RECORDS SHOWN
--- begin ---
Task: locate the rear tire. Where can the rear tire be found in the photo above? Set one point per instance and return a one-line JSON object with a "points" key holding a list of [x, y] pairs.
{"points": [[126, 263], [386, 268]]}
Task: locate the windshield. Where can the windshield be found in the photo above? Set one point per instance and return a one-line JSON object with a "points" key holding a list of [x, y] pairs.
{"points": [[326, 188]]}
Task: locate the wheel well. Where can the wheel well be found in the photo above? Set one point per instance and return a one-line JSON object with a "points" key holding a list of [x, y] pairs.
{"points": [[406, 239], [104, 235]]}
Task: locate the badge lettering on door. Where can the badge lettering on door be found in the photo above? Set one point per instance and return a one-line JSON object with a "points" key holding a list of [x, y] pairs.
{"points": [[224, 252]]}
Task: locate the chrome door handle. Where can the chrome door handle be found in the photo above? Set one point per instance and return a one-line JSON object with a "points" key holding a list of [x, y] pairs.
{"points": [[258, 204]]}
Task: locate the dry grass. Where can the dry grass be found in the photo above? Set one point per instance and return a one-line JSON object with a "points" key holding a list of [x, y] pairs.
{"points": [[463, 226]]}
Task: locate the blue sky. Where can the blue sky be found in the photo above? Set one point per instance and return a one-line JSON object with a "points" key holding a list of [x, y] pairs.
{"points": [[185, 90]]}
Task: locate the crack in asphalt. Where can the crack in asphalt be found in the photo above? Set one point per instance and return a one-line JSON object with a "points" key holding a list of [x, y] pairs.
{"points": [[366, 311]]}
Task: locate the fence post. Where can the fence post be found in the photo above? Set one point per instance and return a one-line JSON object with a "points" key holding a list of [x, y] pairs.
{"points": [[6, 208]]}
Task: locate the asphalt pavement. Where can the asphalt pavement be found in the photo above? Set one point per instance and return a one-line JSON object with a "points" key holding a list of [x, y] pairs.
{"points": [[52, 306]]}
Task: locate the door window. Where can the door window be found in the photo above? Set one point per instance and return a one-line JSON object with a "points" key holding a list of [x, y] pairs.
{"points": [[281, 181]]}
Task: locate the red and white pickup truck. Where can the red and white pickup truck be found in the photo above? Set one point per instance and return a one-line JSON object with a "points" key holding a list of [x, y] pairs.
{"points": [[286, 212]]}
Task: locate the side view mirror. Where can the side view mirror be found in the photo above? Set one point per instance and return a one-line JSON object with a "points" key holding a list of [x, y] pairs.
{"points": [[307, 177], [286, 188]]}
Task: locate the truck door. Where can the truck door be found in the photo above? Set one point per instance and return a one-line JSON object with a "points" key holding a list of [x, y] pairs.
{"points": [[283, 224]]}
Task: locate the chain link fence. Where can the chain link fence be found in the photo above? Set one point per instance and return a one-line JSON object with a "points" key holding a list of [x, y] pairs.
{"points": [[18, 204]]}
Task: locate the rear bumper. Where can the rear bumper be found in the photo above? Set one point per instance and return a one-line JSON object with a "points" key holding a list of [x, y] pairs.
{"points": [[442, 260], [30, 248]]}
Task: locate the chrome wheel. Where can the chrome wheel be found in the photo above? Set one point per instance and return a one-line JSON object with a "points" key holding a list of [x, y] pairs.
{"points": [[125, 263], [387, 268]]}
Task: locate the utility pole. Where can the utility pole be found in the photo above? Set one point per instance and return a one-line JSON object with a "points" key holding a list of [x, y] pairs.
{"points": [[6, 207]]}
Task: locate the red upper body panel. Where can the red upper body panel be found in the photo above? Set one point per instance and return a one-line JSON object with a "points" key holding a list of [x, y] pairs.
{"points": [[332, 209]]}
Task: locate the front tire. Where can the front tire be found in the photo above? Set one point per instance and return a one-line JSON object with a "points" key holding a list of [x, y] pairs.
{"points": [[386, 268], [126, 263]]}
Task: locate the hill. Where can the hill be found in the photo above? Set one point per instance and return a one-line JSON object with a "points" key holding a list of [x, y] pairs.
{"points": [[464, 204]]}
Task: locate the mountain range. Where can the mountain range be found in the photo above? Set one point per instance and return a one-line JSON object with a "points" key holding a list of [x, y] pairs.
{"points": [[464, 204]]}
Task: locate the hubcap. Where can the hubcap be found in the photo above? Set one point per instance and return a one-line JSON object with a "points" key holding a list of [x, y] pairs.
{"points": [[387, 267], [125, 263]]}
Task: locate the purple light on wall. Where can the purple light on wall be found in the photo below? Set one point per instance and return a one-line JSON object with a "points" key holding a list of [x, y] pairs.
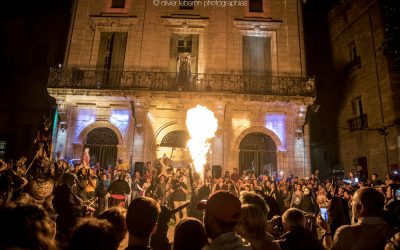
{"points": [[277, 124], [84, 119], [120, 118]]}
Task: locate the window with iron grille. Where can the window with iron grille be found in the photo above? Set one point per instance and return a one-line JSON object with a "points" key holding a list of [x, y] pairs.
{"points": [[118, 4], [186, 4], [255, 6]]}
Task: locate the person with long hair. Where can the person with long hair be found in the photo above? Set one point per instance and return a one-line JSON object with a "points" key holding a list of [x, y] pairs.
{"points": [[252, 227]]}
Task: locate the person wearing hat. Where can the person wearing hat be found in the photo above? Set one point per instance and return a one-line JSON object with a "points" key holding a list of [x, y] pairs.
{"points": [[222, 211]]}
--- end ---
--- begin ---
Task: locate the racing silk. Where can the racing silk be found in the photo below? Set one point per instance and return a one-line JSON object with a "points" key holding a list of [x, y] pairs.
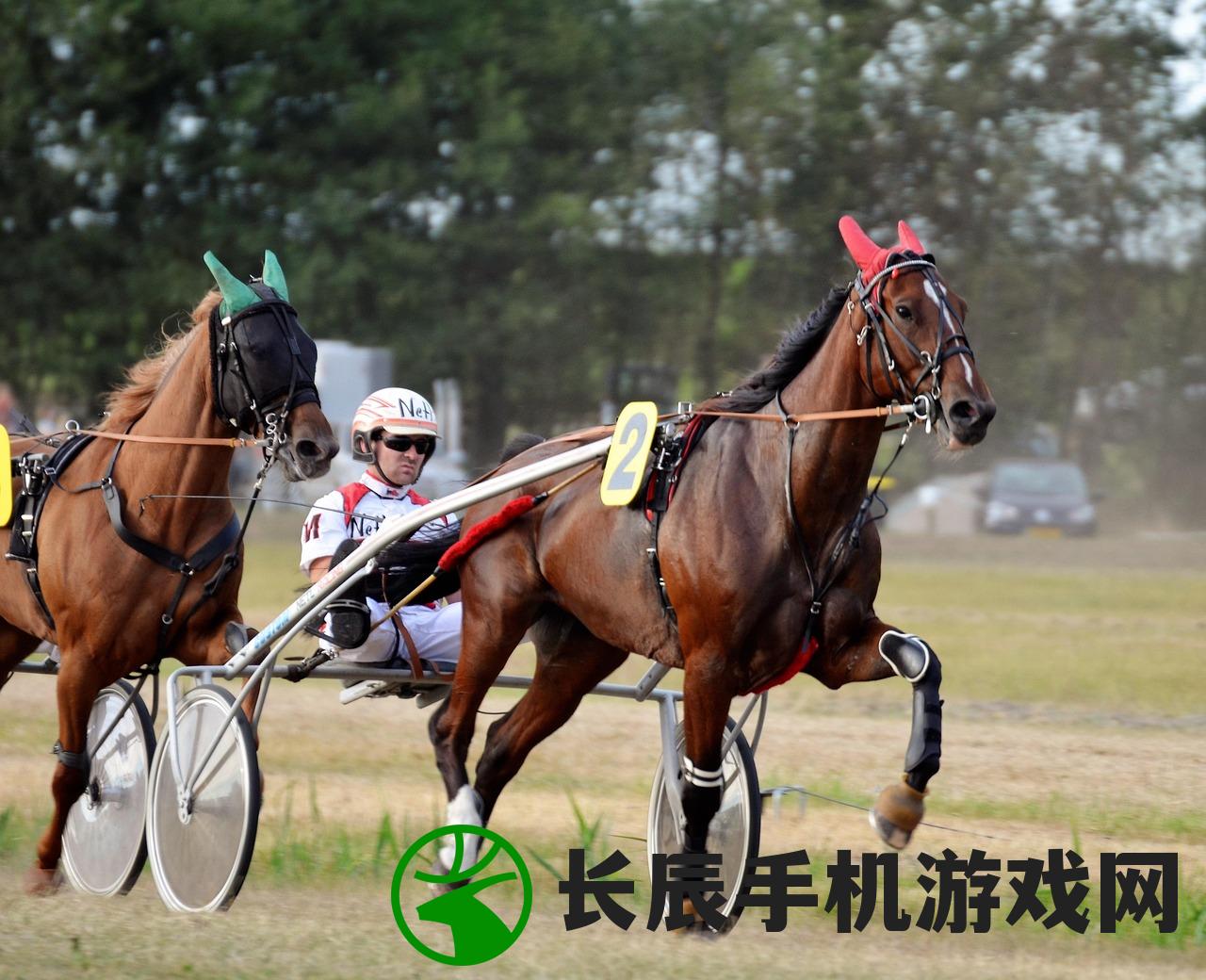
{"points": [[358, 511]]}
--- end ---
--- begin ---
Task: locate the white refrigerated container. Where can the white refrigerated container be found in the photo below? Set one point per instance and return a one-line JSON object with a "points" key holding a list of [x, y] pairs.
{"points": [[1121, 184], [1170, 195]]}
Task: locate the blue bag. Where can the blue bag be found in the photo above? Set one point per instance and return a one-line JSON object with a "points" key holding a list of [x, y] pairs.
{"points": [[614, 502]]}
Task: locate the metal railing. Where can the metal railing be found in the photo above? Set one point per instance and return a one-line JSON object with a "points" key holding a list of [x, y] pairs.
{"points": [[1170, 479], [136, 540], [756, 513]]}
--- end ---
GOAL OF THE EXERCISE
Which lines of the material above contain the word "person"? Gather each of them and copy it out in full.

WORKED ANSWER
Task: locate the person with long hair. Where can the person with long hair be found in the photo above? Set one point per instance and return a one-line JSON object with a "points" key holding a list of [x, y] pairs.
Task: locate the person wearing hat. Where can the person wearing hat be found in the photo above? Set one point per instance and return a one-line JSON object with a "points" key holding a list of [x, y] pairs.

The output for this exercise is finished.